● DESCRIPTION OF THE TASK
Every record here needs to be written out again exactly.

***** INPUT FOR THIS TASK

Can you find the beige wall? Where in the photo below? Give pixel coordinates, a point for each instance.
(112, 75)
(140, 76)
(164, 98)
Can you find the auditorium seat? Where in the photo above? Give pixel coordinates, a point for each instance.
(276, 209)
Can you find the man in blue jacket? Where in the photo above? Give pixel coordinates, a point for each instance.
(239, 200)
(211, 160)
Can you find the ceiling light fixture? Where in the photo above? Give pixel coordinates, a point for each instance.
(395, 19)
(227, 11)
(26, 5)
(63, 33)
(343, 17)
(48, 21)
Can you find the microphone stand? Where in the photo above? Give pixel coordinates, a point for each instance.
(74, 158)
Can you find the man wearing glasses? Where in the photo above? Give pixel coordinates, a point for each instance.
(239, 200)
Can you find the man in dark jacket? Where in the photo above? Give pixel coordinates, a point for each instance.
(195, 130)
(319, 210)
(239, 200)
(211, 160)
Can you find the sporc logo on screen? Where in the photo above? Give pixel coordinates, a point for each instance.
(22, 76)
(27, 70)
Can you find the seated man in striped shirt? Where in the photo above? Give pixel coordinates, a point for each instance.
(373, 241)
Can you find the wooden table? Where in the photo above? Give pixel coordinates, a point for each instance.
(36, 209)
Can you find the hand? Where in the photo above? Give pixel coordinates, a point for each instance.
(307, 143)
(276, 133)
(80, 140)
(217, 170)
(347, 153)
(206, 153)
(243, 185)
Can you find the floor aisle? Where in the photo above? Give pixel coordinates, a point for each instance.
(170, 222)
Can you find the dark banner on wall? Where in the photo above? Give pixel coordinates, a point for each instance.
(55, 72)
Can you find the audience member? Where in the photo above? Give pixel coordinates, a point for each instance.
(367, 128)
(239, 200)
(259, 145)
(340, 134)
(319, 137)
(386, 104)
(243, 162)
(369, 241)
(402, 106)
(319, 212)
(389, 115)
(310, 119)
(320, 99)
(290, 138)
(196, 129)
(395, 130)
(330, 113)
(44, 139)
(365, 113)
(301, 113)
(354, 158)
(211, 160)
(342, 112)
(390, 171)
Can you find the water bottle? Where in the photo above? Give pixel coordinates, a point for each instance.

**********

● RESPONSE AREA
Can you find the beige wall? Where in the photo below? Give pixel coordinates, a point for each instance.
(112, 75)
(140, 76)
(164, 98)
Can you find the auditorium seat? Where in the photo above? Give pixel coordinates, a point for each instance.
(276, 209)
Can you find the man in blue jacket? Where in the photo above? Give pixel coordinates, a point for each instance.
(239, 200)
(211, 160)
Can you find the ceiling light fixture? Where in the photo above? Give pixel coordinates, a point for each instance.
(395, 19)
(227, 11)
(26, 5)
(63, 33)
(343, 17)
(48, 21)
Can you find the microphone stand? Where in the photo above? Give pixel coordinates, a point for each instance.
(74, 158)
Can you find the man wearing glasses? Where in the photo above? Give pixel coordinates, a point for each instance.
(239, 200)
Can you find the man in dark jacket? Where in the photo above? Give pixel coordinates, a point for each instance.
(195, 130)
(319, 210)
(239, 200)
(211, 160)
Can you find the sporc logo on screen? Where in the photo above? Give pixel coordinates, a point for each instance.
(22, 76)
(27, 70)
Can you find the seated man in striped shirt? Where in the photo above? Give pixel coordinates, a point for each instance.
(373, 241)
Can you find the wooden table? Where in the photo above? Give pixel coordinates, a point for each instance.
(36, 209)
Can you find the hand? Where in the photo above? Give pixel coordinates, a point for each instance.
(307, 143)
(276, 133)
(80, 140)
(217, 170)
(347, 153)
(206, 153)
(243, 185)
Can you find the floor aisle? Where in the photo above? Give pixel coordinates, a point for each instance.
(170, 222)
Can you find the dark banner on wall? Where in the photo above? Give pixel coordinates, a point for each instance.
(55, 72)
Can you find the audience member? Where in the photo above? Give pixel coordinates, a point for each instance.
(367, 128)
(239, 200)
(259, 145)
(340, 134)
(319, 137)
(386, 104)
(243, 162)
(369, 241)
(402, 106)
(319, 212)
(389, 115)
(310, 119)
(320, 99)
(290, 138)
(196, 129)
(395, 130)
(330, 113)
(44, 139)
(365, 113)
(301, 113)
(354, 158)
(211, 160)
(342, 112)
(390, 171)
Can you find the water bottle? Where in the photo above? Give pixel coordinates, a point for each instance.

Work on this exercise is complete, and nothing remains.